◆ Source material ◆
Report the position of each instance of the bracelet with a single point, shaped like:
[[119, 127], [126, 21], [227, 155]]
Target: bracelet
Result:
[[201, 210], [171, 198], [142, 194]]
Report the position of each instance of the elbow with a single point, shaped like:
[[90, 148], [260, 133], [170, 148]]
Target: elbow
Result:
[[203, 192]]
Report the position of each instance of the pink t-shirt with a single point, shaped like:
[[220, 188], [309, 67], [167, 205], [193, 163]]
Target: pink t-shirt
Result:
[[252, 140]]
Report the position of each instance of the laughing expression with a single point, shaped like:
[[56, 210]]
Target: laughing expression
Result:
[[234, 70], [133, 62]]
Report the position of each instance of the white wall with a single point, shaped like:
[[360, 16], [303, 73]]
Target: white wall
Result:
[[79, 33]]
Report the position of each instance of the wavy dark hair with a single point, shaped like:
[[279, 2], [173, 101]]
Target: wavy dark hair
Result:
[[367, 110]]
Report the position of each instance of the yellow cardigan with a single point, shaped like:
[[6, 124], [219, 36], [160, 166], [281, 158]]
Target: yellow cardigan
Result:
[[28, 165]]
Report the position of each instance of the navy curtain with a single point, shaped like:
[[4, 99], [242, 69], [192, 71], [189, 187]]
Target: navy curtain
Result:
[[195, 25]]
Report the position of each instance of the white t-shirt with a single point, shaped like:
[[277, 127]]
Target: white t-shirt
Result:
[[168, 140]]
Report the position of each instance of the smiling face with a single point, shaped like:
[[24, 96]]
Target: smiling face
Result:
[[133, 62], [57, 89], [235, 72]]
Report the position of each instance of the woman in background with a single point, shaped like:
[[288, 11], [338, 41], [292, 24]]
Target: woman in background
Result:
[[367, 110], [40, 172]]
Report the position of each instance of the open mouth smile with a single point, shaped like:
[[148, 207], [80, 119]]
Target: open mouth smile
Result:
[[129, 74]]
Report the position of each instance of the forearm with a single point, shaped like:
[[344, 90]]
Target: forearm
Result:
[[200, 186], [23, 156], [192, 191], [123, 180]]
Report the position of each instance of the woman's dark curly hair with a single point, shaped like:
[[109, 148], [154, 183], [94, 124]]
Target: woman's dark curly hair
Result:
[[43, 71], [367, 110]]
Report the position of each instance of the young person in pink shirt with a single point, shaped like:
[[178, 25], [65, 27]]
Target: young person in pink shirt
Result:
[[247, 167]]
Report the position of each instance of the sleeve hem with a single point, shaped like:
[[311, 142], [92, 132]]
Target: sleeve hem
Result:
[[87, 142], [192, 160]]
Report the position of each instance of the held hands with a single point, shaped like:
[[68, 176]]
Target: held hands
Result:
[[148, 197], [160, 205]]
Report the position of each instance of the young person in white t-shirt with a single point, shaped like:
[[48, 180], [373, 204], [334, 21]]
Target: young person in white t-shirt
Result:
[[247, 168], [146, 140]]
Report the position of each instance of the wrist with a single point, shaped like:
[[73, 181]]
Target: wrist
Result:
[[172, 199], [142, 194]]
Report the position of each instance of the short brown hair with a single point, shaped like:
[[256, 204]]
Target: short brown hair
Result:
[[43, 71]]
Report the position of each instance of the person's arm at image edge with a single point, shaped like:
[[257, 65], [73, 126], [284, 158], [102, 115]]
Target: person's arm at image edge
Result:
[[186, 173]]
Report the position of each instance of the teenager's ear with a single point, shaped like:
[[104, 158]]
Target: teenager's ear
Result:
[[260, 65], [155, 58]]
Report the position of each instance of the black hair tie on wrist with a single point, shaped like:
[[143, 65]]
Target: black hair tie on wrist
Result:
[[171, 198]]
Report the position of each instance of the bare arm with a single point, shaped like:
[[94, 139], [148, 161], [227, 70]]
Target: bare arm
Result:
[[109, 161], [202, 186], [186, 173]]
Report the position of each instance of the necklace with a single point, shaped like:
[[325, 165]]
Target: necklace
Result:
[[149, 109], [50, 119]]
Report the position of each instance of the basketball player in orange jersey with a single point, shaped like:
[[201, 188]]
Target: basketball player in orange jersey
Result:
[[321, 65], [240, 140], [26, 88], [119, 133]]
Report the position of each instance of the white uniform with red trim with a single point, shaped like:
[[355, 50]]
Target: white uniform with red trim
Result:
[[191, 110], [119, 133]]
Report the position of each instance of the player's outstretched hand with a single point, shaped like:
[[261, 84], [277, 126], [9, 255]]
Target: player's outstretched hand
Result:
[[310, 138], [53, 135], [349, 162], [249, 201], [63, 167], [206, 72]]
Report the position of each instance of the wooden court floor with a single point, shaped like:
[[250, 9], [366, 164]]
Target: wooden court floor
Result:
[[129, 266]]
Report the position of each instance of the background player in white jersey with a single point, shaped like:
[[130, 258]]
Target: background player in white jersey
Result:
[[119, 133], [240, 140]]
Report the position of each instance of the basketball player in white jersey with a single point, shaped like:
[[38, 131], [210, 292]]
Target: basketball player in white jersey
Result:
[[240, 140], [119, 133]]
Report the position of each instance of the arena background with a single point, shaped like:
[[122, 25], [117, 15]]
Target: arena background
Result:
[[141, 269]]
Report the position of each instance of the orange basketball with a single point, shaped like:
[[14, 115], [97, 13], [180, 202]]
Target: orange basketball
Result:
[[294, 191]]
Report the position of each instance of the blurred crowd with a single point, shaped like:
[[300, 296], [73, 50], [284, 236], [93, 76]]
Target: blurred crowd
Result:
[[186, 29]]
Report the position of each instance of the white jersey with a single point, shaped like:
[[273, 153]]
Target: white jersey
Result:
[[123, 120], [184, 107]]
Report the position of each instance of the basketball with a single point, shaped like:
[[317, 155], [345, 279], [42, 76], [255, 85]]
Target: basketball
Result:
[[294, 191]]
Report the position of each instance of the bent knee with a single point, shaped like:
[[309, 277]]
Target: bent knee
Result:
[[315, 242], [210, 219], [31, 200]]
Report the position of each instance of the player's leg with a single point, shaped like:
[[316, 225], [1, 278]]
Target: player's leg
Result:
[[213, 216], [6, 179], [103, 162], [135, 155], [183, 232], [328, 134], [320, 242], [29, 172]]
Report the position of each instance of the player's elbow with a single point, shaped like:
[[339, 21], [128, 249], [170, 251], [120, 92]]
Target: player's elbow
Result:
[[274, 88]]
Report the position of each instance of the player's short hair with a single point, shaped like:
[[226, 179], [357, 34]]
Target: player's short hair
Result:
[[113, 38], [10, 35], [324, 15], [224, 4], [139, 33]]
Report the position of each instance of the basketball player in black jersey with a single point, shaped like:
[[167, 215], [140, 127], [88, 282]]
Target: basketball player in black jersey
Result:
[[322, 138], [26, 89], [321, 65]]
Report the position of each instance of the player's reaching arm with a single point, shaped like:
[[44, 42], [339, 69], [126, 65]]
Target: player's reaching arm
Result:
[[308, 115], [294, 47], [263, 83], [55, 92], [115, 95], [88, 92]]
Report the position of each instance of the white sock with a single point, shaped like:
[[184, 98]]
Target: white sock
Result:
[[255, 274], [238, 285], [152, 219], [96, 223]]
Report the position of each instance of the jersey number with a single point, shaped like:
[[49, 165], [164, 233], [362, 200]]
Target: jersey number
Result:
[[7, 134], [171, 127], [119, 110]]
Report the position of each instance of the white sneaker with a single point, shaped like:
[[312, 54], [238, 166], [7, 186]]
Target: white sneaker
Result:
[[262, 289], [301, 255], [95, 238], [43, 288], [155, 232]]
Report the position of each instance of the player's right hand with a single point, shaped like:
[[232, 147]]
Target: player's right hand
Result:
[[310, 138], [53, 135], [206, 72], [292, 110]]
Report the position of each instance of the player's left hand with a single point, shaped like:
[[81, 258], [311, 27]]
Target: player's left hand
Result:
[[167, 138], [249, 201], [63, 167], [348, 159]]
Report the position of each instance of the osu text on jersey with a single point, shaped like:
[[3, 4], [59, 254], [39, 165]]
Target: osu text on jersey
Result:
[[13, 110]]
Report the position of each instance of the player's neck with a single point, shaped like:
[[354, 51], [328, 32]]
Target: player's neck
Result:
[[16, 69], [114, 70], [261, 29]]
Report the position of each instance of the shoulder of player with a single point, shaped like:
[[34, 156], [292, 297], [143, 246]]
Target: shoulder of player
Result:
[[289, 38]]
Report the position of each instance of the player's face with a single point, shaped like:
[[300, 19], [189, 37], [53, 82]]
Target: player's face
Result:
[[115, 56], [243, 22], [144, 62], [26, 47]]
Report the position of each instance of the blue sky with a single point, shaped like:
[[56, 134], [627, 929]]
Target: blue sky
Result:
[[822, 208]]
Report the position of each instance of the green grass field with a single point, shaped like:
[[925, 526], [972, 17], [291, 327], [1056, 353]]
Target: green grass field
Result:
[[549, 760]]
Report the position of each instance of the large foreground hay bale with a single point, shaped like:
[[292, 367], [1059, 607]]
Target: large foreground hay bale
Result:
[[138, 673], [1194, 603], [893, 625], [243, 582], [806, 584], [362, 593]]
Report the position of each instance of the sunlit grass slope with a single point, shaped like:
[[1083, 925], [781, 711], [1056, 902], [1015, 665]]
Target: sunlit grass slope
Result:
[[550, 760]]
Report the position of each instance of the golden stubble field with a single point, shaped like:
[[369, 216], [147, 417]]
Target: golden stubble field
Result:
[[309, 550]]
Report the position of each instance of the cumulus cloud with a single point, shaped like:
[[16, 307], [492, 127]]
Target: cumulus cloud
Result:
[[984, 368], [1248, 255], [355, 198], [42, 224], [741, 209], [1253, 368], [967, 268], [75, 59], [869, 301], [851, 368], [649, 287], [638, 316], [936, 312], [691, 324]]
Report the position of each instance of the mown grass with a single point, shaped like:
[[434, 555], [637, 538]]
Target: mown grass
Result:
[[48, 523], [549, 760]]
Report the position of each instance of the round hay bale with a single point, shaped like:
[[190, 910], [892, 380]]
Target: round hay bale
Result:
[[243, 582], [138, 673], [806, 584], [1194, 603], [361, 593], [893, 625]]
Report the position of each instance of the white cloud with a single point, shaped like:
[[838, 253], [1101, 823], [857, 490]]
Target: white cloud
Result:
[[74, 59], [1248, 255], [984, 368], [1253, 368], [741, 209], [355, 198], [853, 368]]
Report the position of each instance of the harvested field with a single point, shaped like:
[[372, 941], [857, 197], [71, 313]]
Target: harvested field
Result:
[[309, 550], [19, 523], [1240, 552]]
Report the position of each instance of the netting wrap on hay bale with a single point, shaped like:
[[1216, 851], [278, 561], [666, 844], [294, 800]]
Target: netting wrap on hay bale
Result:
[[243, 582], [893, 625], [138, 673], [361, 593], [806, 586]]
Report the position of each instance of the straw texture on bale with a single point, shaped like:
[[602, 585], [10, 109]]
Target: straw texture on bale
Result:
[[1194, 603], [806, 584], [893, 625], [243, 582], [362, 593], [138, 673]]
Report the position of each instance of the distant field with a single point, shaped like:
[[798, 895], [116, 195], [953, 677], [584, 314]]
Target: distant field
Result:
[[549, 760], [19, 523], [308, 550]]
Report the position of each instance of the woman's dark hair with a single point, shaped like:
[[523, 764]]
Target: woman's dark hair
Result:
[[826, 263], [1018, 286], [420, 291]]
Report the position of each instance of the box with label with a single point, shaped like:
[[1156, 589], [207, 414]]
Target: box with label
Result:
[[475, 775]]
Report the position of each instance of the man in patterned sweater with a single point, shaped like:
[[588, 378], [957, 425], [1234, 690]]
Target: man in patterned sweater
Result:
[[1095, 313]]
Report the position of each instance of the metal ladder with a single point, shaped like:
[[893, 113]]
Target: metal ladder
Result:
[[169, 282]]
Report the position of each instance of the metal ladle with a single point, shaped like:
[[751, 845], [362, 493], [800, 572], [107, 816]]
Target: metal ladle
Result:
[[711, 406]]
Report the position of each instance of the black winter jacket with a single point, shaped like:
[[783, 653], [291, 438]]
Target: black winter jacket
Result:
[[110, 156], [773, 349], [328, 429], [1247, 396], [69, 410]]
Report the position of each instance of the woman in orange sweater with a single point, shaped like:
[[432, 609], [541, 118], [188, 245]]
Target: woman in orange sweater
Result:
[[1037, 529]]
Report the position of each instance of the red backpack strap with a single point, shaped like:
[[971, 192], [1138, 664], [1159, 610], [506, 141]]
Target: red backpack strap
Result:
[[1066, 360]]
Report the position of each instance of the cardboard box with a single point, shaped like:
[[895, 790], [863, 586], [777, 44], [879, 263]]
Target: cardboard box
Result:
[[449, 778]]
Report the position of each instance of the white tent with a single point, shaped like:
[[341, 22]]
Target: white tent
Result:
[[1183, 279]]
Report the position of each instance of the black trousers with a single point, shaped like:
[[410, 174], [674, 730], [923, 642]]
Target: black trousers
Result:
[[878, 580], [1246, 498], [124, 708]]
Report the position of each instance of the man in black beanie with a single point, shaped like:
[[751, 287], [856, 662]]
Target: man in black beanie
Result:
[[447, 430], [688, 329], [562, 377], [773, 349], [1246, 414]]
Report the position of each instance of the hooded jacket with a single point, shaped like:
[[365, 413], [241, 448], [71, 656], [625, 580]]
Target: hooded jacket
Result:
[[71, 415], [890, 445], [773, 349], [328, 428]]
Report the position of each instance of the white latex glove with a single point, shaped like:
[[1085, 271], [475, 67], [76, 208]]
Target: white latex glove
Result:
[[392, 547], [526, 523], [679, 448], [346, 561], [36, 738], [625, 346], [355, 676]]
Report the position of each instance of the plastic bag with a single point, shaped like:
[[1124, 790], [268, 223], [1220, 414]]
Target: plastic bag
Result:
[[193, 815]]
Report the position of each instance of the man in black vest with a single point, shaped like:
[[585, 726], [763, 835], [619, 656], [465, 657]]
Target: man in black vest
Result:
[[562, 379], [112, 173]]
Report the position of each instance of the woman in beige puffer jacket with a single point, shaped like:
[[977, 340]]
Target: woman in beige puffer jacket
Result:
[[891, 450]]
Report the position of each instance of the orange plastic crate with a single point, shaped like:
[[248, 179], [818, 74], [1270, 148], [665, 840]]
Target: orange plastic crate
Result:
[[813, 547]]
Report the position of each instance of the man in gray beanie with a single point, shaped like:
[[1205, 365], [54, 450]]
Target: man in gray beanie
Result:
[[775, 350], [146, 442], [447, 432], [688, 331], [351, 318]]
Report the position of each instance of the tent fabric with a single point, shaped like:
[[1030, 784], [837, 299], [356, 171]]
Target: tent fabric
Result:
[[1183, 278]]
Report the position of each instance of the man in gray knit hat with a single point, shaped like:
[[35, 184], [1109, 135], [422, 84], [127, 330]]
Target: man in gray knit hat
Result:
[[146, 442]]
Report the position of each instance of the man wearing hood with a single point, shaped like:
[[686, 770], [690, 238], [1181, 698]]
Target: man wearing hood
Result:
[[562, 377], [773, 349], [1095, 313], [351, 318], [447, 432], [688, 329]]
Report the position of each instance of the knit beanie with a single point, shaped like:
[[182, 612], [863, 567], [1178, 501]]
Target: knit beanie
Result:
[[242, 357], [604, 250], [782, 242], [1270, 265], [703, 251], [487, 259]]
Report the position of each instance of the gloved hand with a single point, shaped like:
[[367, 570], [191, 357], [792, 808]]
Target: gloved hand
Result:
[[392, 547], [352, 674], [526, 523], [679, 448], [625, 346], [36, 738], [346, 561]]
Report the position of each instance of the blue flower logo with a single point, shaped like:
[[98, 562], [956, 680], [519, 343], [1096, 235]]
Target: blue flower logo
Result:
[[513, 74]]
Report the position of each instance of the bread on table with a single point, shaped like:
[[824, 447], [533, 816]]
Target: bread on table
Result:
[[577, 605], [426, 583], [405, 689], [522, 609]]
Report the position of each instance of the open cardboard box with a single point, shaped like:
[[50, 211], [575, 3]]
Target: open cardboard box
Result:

◆ Challenge ◆
Retype the rows from the line containing "Report the position of each instance of the player's elbow" through the line containing "[[255, 274], [238, 285], [152, 219], [96, 223]]", including both of those lines.

◆ Problem solution ◆
Report the position of each instance of the player's elbow with a single point, shaped like:
[[339, 21], [128, 249], [170, 251], [120, 92]]
Target: player's elbow
Result:
[[274, 88]]
Report the position of each instance of the player's short hair with a single point, shaped like:
[[226, 179], [357, 34]]
Target: player's short hair
Result:
[[113, 38], [10, 35], [324, 15], [224, 4], [139, 33]]
Report the position of each instance of the basketball player in black jersey with a single point, shaped like:
[[167, 215], [140, 127], [88, 282]]
Target: basketball player in black jersey
Result:
[[322, 138], [26, 89], [321, 65]]
Report the position of each instance of the player's reaching arm with a single point, shaped like:
[[44, 42], [339, 69], [126, 65]]
Target: player's reaching arm
Result:
[[308, 115], [294, 47], [263, 83], [55, 92], [115, 95], [88, 92]]
Report the position of each instance of the white sock with a single point, shaped like:
[[184, 98]]
Target: white sock
Result:
[[255, 274], [238, 285], [152, 219], [96, 223]]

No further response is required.